* _Texto_:
El libro herido

maltrato

(10/04/2018)  Si robar un libro pudiera ser considerado como un desordenado acto de amor por parte del lector hacia una determinada obra o hacia el autor de sus sueños, y que resultaría, por lo demás, inalcanzable para su economía, no ocurre lo mismo con quienes maltratan los libros

 El maltratador, sea cual sea el objeto de su maltrato no busca otra cosa que hacer daño, sin obtener ventaja alguna, a no ser la patológica y enfermiza de disfrutar de su barbarie, de su sadismo.

 Por eso quiero escribir sobre quienes maltratan a los libros conscientemente -no entran aquí los que lo hacen accidental e involuntariamente -, a sabiendas del daño que hacen.

¿Quiénes se esconden detrás de estos energúmenos que se ensañan con el libro?, ¿a qué perfil de personalidad responden?, ¿son escritores frustrados que no han soportado su incapacidad de producir obra alguna?, ¿son resentidos de la editorial que no premió su obra?, ¿son lectores indignados ante la temática de la obra o ante lo consideran basura literaria?, ¿o son simplemente enfermos que odian al mundo y maltratan tanto lo que se mueve como lo que no?

 Nunca lo sabremos pues, que yo sepa, no se ha hecho ninguna investigación a fondo ni hay tesis doctoral alguna sobre estos bárbaros.

 Como en el robo de libros, al que ya dediqué un artículo, también el maltrato de libros viene de antiguo. De los tiempos de los catenati, por lo menos.

 Y no me estoy refiriendo aquí a la quema de libros que practicó el dominico Girolamo Savonarola en su “hoguera de las vanidades” allá en la Florencia de los Médici, ni a los libros echados al quemadero por los inquisidores de todos los tiempos, tampoco a los “Jorge de Burgos” que como aquel fanático monje que tan bien describió Umberto Eco en El nombre de la rosa prefirió incendiar la biblioteca antes de que pudiera salvarse el segundo libro de Aristóteles “porque tal vez éste enseñase realmente a deformar el rostro de toda verdad, para que no nos convirtiésemos en esclavos de nuestros fantasmas”.  No.

 Me refiero a los que con saña incomprensible y rabia desatada rompen, rasgan, ensucian, pringan, tachan, emborronan, arrancan, tiznan, destrozan… con fines perversos los libros.

 Maltratadores que disfrutan en su sadismo sin otro objeto que el de hacer el mal ensañándose con el indefenso libro que cae en sus manos.

(Datos de localización de puntos)

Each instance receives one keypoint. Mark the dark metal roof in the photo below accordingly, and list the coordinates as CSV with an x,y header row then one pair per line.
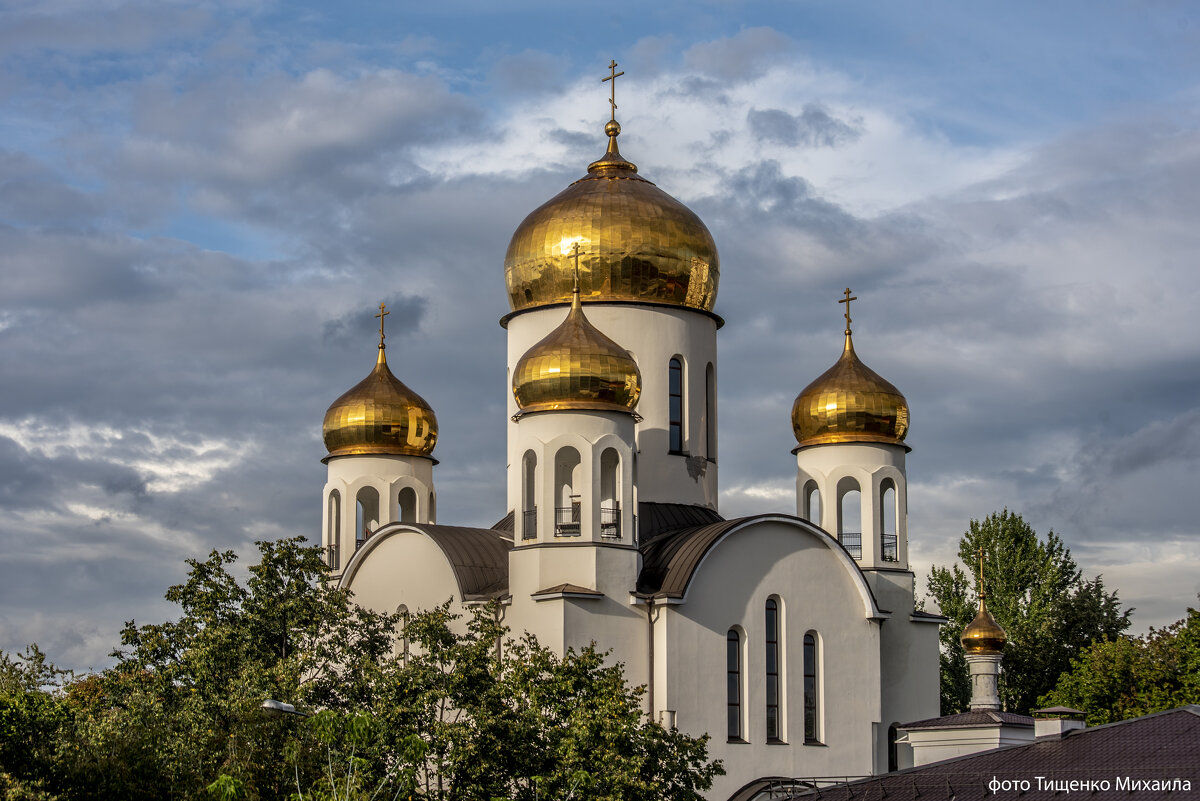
x,y
654,519
1138,752
969,720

* _Consigna_: Continúa el artículo sobre el maltrato de libros a partir de su última frase.

* _Tu respuesta_:
  Y no es que comprenda a los autores de las hogueras a los que antes me referí, pero en ellos había al menos la búsqueda de una verdad. Una verdad maligna y equivocada, sí, pero que ellos en su fanatismo consideraban plausible y salvadora.

 Por eso, como los ladrones de libros, los maltratadores tuvieron también sus amenazas. Vean:

“Quien maltrata un libro, lo deshoja, descabala, emborrona, destruye, hurta o esconde, se confiesa impúreo, blasfemo de la razón y alcahuete, que quiere evitar a otros lo que su ánimo flébil le impide entender”.

 No está claro el origen de esta cédula que lejos de amenazar con la excomunión como aquella de los ladrones de libros, se conforma con llamarlos impúreos, blasfemos, alcahuetes y de ánimo flébil.

 He buscado la definición de “impúreo” en el diccionario de la RAE sin obtener resultado alguno.  El buscador, por proximidad gráfica, me remite a espúreo o espurio  que significa “bastardo, nacido fuera del matrimonio” y nunca sabremos si fue fallo o equivocación  del autor de la cédula o que dicho término, que tuvo uso en otros tiempos, no fuera recogido por los académicos de la lengua de entonces. ¿Motivos? Me cuesta creer que un académico, hijo de mujer soltera, al que le habrían insultado como “bastardo” o “hijo impúreo” desde su más tierna infancia, se hubiera tomado la revancha de no incluir dicho término en el diccionario en el que trabajaba. Que también en otros tiempos hubo partidarios de la censura y de lo políticamente correcto. También.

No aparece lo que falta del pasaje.